__TUGAS A__
Salinlah kembali tanpa perubahan setiap baris dari seluruh rekaman di bawah, bukan baris teks bacaan, dan jangan sertakan gambarnya dalam jawaban Anda.

__TEKS BACAAN__
Imam Ar-Razi mena’rifkan sebagai berikut:
بِاَنَّهَاعِبَارَةٌ عَنِ الْمَنْفَعَةِالَّتِيْ قَصَدَهَا الشَّارِعُ الْحَكِيْمُ لِعِبَادِهِ
فِى
حِفْظِ
دِيْنِهِمْ وَنُفُوْسِهِمْ وَعُقُوْلِهِمْ وَنَسْلِهِمْ وَاَمْوَالِهِمْ.
Artinya: “Maslahah ialah perbuatan yang
bermanfaat yang telah diperintahkan oleh Musyarri’ (Allah) kepada hamba-Nya
tentang pemeliharaan agamanya, jiwanya, akalnya, keturunannya, dan harta
bendanya.”
2.
Imam Al-Ghazali mena’rifkan sebagai berikut:
اَمَّاالْمَصْلَحَةُ فَهِيَ عِبَارَةٌ
فِى
الْاَصْلِ عَنْ
جَلْبِ مَنْفَعَةٍ اَوْدَفْعِ
مَضَرَّةٍ.
Artinya: “Maslahah pada dasarnya ialah meraih manfaat dan menolak
mudarat.”
3.
Menurut Muhammad Hasbi As-Siddiqi, Maslahah ialah:
اَلْمُحَافَظَةُ عَلَى مَقْصُوْدِ الشَّارِعِ بِدَفْعِ الْمَفَاسِلِعَنِ الْخَلْقِ.
Artinya: “Memelihara tujuan syara’ dengan jalan menolak segala
sesuatu yang merusakkan makhluk.”[4]
Dari penjelasan ulama ushul tentang definisi Maslahah Mursalah,
dapat disimpulkan bahwa Maslahah Mursalah mempunyai tujuan utama yang sama yaitu memelihara dari kemudaratan
dan menjaga kemanfaatannya.[5]
B.

__TUGAS B__
Menurut teks bacaan di atas, apa arti maslahah pada dasarnya dalam definisi Imam Al-Ghazali?

__DATA MASUKAN__
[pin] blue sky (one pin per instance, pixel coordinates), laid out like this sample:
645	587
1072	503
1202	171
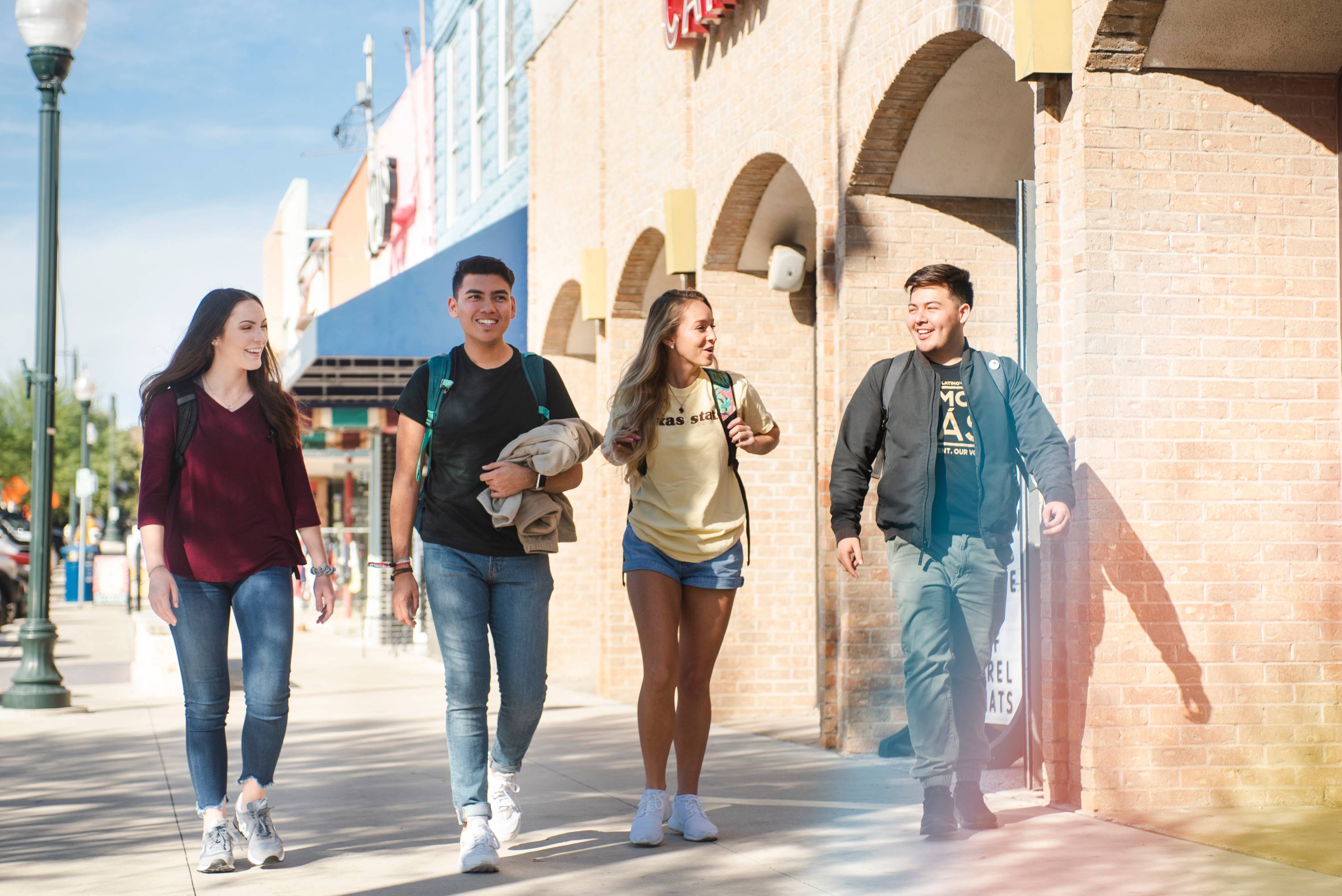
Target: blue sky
182	128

__PEMBAHASAN JAWABAN A__
[pin] blue sky (one pin per instance, pixel coordinates), laid out like this sample:
645	587
1072	503
1202	171
Target: blue sky
182	128

__PEMBAHASAN JAWABAN B__
Maslahah pada dasarnya ialah meraih manfaat dan menolak mudarat.